Ich denke, Elroys Interpretation ist schon richtig, nämlich dass die Frage sich nur darauf bezieht, welche Frageform der im Englischen und in romanischen Sprachen existierenden höflichen Frageform mit dem Konditional (Englisch: "I *would* like to have a glas of wine.", Französisch: "J'*aimerais* avoir un verre de vin.") *stilistisch entspricht*.

Entsprechend halte ich Elroy's ursprünglicher Antwort auch immer noch für die passendste.


----------



## Hutschi

Suilan said:


> ...
> 
> Variationen zum Thema:
> 
> - Ein Glas Wein käme jetzt gut.
> - Zu einem Glas Wein sag ich nicht nein.
> - Ach, ich fange heute mal mit Wein an.
> - Bin ich der einzige, der Durst auf einen Wein hat?
> - Findet ihr nicht auch, dass die Luft hier ziemlich trocken ist?
> - Wie wär's mit einem Weinchen?
> - Meine Frau fährt.
> .
> .
> .
> 
> Das wären dann ja alles "unvollständige" Konditionalsätze, die da bedeuten: Wenn Alkohol im Haus ist, her damit bitte.



Das stimmt. es ergibt dann keinen Sinn.

Die wahrscheinliche (die eigentliche) Frage wurde in #2 beantwortet, da stimme ich berndf zu.
Manchmal ist es nicht leicht, hinter den eigentlichen Sinn einer Frage zu kommen.


----------



## Robocop

Das ist für mich nun schon eine Riesenüberraschung zu erfahren, dass es den *Konditional* bzw. die *Bedingungsform* im Deutschen nicht geben soll. Da findet man im Web aber eine Menge anderslautende Infos.... Siehe zum Beispiel hier.
Auch der von Suilan angeführte Wikipedia-Artikel behauptet ja *nicht*, dass es im Deutschen keinen Konditional gebe.


----------



## Robocop

Robocop said:


> Ich würde gern ein Glas Wein haben, [implizit enthaltene Bedingung: wenn Sie die Freundlichkeit hätten, mich zu bedienen.] ==> Konditional, Konditionalform, Konditionalsatz!

•••

Deine Aufgabe
Gib aus dem Forentext über den Konditional die Stelle zwischen „Die wahrscheinliche (die“ und „Frage zu kommen.“ einschließlich wörtlich wieder.

Datenauszug
•••

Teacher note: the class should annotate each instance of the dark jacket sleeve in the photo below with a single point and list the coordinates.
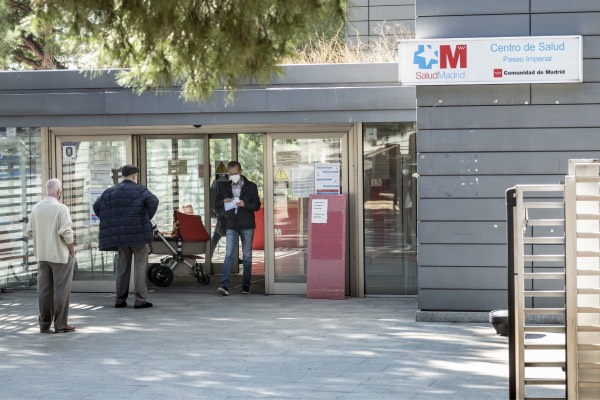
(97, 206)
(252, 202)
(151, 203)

•••

Richtige Ausgabe
Die wahrscheinliche (die eigentliche) Frage wurde in #2 beantwortet, da stimme ich berndf zu.
Manchmal ist es nicht leicht, hinter den eigentlichen Sinn einer Frage zu kommen.